> What to produce
Resume the Beyond Skyline review, writing on from its last sentence.

> Extract
Yes, yes, yes, and yes.
Beyond Skyline is an almost mathematically perfect example of a great B movie. It never takes itself too seriously, yet it makes perfect sense within the confines of its own reality, cleaving to its internal logic and never fudging things for effect.
And frankly, it doesn’t need to: it’s designed to deliver maximum bang-for-buck. In a brisk 106 minutes you get an alien invasion, numerous gunfights, giant alien mecha wrecking stuff (yep, they just throw in some giant robots, and it makes perfect sense), Bojana Novakovic as a kind of K-Mart Sarah Connor (after she could do chin-ups), Frank Grillo murderlising dozens of aliens with a weird kind of talon-weapon he’s picked up along the way, and Uwais and Ruhian doing much the same with their blistering martial arts prowess.

(Stored entries)
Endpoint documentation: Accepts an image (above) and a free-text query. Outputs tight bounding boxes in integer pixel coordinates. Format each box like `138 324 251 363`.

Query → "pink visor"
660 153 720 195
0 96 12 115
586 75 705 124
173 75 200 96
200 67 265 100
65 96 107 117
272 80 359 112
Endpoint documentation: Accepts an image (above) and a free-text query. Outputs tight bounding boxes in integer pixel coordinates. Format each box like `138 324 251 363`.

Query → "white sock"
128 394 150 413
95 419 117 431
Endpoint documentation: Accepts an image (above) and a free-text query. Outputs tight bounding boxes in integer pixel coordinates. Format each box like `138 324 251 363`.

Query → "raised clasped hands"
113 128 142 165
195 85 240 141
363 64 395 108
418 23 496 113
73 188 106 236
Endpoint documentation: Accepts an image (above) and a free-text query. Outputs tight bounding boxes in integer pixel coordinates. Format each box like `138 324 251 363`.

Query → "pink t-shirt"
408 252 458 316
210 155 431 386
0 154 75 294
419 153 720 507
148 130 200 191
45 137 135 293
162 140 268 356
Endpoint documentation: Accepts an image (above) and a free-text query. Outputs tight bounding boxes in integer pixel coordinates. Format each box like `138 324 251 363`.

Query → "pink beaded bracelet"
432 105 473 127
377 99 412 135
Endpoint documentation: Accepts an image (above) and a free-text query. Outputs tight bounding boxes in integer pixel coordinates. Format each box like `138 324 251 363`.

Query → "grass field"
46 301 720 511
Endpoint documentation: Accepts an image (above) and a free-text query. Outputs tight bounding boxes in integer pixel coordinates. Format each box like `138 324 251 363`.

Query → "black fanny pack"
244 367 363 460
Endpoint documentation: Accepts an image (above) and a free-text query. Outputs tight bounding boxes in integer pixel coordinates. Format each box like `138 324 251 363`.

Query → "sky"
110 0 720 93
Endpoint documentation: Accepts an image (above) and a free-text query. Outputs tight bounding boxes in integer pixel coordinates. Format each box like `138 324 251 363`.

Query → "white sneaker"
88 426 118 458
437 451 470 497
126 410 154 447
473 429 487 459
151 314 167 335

> Answer to the exercise
It’s just so much fun, and done on a squillionth of the budget of comparable box office-busting fare – Thor: Ragnarok, perhaps? To be fair, Beyond Skyline lacks Marvel film’s self-deprecating wit, but the action scenes are certainly of comparable quality, with Skyline ahead on points in the vital Fighting Aliens with Penkat Silat category. Debut director Liam O’Donnell’s special effects background means he certainly knows how to get the most out of his obviously limited budget, and while you’re never in any doubt that you’re watching a cheap movie, you know that every single dollar is up there on the screen.
Beyond Skyline is skipping theatrical distribution in Australia and heading straight to home release, which is a shame – it’d be a hell of a film to watch with an engaged and enthusiastic audience on the big screen. Nonetheless, fans of fast and frenetic sci-fi action should definitely make the effort to get in front of it – it’s an instant classic of the genre.